[Image location labeling entries]
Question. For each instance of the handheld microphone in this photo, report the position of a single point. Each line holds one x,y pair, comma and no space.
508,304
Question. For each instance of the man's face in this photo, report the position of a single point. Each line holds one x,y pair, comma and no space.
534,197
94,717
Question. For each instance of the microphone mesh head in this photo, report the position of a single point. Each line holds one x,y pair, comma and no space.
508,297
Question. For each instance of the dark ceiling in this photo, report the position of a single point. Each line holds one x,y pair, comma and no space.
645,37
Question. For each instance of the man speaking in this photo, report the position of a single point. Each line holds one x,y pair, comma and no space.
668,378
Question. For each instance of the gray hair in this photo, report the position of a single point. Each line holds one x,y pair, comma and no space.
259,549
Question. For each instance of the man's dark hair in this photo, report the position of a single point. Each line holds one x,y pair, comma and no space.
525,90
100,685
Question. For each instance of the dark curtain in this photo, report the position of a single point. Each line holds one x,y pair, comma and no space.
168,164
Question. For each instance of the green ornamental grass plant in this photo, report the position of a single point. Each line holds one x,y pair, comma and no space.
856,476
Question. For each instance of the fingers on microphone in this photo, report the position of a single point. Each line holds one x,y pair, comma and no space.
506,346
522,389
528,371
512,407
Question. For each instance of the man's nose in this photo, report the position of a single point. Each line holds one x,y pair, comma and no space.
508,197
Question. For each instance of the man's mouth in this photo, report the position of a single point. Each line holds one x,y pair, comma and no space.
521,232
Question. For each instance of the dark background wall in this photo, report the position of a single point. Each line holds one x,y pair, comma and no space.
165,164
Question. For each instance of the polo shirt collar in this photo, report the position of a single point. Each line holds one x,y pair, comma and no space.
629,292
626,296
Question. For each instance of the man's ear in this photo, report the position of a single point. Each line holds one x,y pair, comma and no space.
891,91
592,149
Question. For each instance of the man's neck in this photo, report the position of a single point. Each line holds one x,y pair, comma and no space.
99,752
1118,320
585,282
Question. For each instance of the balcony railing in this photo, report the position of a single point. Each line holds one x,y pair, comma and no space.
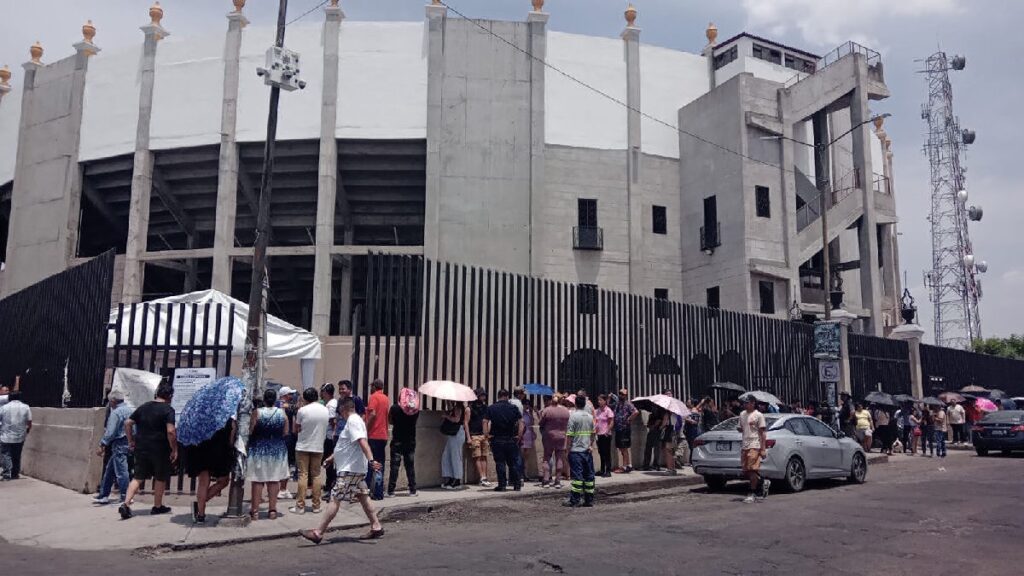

Required task: Please lay out every line of the data above as a Markdown table with two columns, Row for the line's number and Line for its text. Skip blank lines and leave the pictures out.

Complete answer:
| Row | Line |
|---|---|
| 1 | Question. For each instance of the handheld microphone in this photo, report the position of a single point. Each line holds one x,y pair, comma and no space. |
| 2 | 508,304 |
| 3 | Question. For each instance of the man's face in this photo, report the position of a single point. Each line holds one x,y pair, comma and no space. |
| 4 | 534,197 |
| 5 | 94,717 |
| 6 | Question. For each instance of the microphone mesh head in this photo, report the position of a single point. Each line holds one x,y pair, comma and no space. |
| 7 | 508,297 |
| 8 | Question. For each instance of the dark ceiling in this photo, report the position of a single point. Each line holds one x,y pair, comma and no space. |
| 9 | 645,37 |
| 10 | Question. For each instance of the man speaking in this photo, report the position of a single point. Each line holds one x,y pair, comma and no space. |
| 11 | 668,378 |
| 12 | Question. For each instance of the gray hair in this photo, report the position of a single point. Each line holds one x,y pair, comma and no space. |
| 13 | 259,549 |
| 14 | Question. For each instance of the man's dark hair in this photo, report the position of a single point. Each line holds one x,y pair, comma and no space. |
| 15 | 525,90 |
| 16 | 100,685 |
| 17 | Question. For each instance of the dark curtain in this photo, report the position of a single point. Each line holds one x,y pair, comma and no space. |
| 18 | 168,164 |
| 19 | Question. For each instance of the green ornamental grass plant in this photo, report the position of a single point. Each line holds one x,y pair, comma and no space. |
| 20 | 856,476 |
| 21 | Question. For each instance of the fingers on microphone in this photo, report the position of a single point. Each line holds one x,y pair, comma and no space. |
| 22 | 506,346 |
| 23 | 522,389 |
| 24 | 528,371 |
| 25 | 512,407 |
| 26 | Question. For each instance of the man's nose in this photo, report the position of a single point. Each line holds one x,y pair, comma and no space. |
| 27 | 508,197 |
| 28 | Question. For each instance of the man's mouth in this photo, report the position of a single point. Each line holds one x,y pair, comma and no space. |
| 29 | 521,232 |
| 30 | Question. For each instance of the dark background wall in this photo, report the position of a single point. Each line holds one x,y pair, comma and no space. |
| 31 | 165,164 |
| 32 | Question. For each instance of the polo shirt collar in this photo, report the position of a single point. Each line holds one x,y pair, comma and no space. |
| 33 | 629,292 |
| 34 | 626,296 |
| 35 | Question. For each instance of the man's ear in this photo, report the position of a single point. Each line holds one x,y pair, comma and no space. |
| 36 | 891,91 |
| 37 | 592,149 |
| 38 | Question. For each instance of the man's neck in this photo, report the position of a single point. Each line holds one x,y pair, comma and no space. |
| 39 | 99,752 |
| 40 | 1118,320 |
| 41 | 585,282 |
| 42 | Question. For each instance of the balcony railing in this photo, report the position of a single point. Each line holds one x,y pair, comma and no space. |